EXTRACT.

========================================

My family is nearing the end of a comprehensive cleaning project that has now stretched into its eighth month. This necessary and comprehensive undertaking was brought about by the sudden passing of my father-in-law at the end of 2020.
After months of adjusting to this new reality, the next step for my mother-in-law became apparent. She neither had the desire nor ability to care for a two-story house on a full basement. So, she made the monumental decision to leave her home to move to an apartment in a retirement community. That left the family with the daunting task of cleaning out this huge home that had been gathering relics for 4 decades before putting it on the market.
So, beginning late last spring, the processing of a variety of cast-offs and keepsakes began. In the endless weeks of work, we’ve uncovered outgrown toys, outdated furniture, boxes of financial records (including cancelled checks reaching back to the 1960s), half-completed remodeling ventures, remnants from a defunct business that closed 35 years ago, art supplies, kitchen cast-offs, piles of soda pop memorabilia, partially disassembled appliances, scrap wood, all kinds of tools and hardware (including 43 tape measures).
On top of that, there were building supplies, paints, stains, air ducts, broken antiques, ventilation fans, electrical test equipment, old paneling, plywood, various trash-diving finds, an ecclectic chorus of porcelain figurines and enough glassware to supply a medium-sized hotel. I mean, we found stuff as bizarre and random as a corset from the 1850s and my husband’s wisdom teeth in the back of the kitchen cabinetry! It’s crazy! I’m not kidding when I say that the accumulation of stuff was overwhelming!
In the process, we’ve given away, sold, thrown away and burned so much junk! In fact, the trips to the dump helped us shed literal tons useless garbage. But now, thanks to the concerted effort of the whole family, the house is clean and clear and with the exception of a few random boxes that need to be processed, it’s almost ready for market.
But as we crawled along with this project, digging our way out from under this massive heap of debris, a thought came to me… this house is kind of like a Christian’s soul.

========================================

INFORMATION SUPPLIED.
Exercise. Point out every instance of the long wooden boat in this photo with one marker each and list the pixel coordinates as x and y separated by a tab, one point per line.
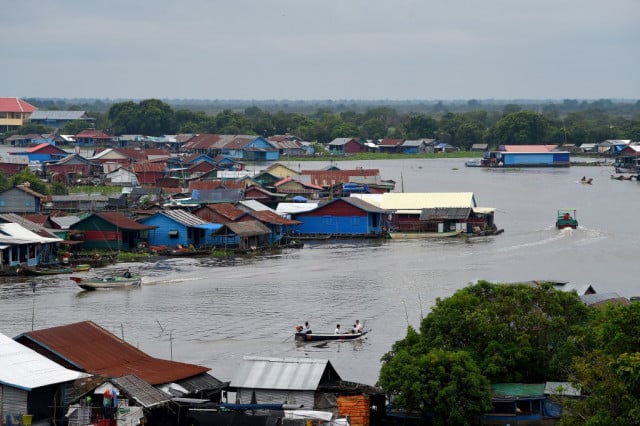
82	267
106	283
418	235
316	337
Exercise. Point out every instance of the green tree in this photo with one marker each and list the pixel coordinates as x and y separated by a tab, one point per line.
26	176
447	384
123	116
59	188
521	128
75	127
515	332
420	126
374	128
607	369
155	118
5	183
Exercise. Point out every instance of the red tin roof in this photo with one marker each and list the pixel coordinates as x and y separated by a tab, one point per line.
95	350
123	222
15	105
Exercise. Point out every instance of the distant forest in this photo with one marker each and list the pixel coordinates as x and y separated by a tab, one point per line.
460	123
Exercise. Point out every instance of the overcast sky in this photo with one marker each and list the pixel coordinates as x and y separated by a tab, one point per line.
321	49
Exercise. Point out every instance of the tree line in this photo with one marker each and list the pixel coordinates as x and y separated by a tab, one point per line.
512	124
500	333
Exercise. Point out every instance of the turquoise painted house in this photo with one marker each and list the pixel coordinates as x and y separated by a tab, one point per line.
180	228
251	148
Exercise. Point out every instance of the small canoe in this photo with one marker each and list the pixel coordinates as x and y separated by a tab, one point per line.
48	271
81	268
107	283
316	337
566	218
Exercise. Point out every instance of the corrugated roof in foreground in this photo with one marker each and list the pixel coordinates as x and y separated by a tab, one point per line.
24	368
93	349
145	394
281	373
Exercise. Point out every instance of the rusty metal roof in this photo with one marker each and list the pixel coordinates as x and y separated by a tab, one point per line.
24	368
93	349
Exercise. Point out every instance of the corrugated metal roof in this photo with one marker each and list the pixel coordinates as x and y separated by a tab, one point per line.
183	217
26	369
12	233
601	298
202	382
27	224
363	205
144	394
293	208
561	388
92	348
248	228
520	390
266	216
57	115
457	213
123	222
416	201
280	373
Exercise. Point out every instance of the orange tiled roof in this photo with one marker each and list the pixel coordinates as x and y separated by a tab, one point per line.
15	105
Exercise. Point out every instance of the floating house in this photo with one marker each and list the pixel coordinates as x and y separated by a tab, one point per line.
526	156
312	384
527	403
20	199
179	227
21	248
342	217
32	387
432	212
111	231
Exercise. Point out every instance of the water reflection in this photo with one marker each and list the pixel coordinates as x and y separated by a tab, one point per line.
213	311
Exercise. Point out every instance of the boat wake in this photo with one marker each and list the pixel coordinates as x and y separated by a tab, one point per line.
580	236
147	282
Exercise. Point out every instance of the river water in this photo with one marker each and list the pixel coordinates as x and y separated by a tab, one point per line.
213	313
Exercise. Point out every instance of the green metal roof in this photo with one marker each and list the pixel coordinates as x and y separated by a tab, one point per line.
519	390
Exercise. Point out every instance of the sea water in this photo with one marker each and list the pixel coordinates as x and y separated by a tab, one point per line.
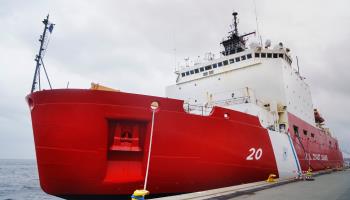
19	181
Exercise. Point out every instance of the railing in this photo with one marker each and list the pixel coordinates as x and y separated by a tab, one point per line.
198	109
239	96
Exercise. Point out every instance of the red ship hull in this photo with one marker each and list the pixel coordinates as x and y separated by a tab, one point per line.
92	142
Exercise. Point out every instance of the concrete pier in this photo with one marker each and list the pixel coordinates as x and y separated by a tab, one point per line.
331	185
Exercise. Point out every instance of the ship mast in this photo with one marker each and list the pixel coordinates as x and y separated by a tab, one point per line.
234	43
38	59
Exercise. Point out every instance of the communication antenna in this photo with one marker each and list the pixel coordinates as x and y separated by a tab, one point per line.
44	41
257	23
297	64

========================================

WHAT IS ASKED.
Continue the post about clearing out the family house from its last sentence, developing the comparison between the house and a Christian's soul.

IN RESPONSE.
Your spirit is designed to be the storage place of immense spiritual treasure … the knowledge of God Himself. Through faith in the sacrifice of Jesus, an invitation has been extended to you to know the Holy One personally! And through the Scriptures, you can cherish in your mind and heart the very words of the Creator.
If you’re not diligent and careful to guard this sacred space, then your soul easily becomes a warehouse for heaping up and storing piles of worldly junk.
“Do not love the world nor the things in the world If anyone loves the world, the love of the Father is not in him. For all that is in the world, the lust of the flesh and the lust of the eyes and the boastful pride of life, is not from the Father, but is from the world.” (1 John 2:15-16)
Most of us wouldn’t readily admit to being in love with the world, but our actions might say differently. The things we store and actively protect on the shelves of our hearts are not without consequence. Over time they occupy space intended for God, smother practical application of truth, and impede the movement of the Spirit.
So just as we did with my mother-in-law’s house, it might be time for most of us to take a radical (and often painful) inventory of our lives and couple it with a renewed commitment to “purify ourselves from everything that contaminates the body and spirit.” (2 Cor. 7:1) so that we can present our bodies to Him as “a living sacrifice, holy, and acceptable to God.” (Romans 12:1)
So, here are 3 tips gathered from our house reclamation project that might help you declutter you soul.
A lot of our time in the basement has been spent identifying items then asking a singular question: …
Should we keep it?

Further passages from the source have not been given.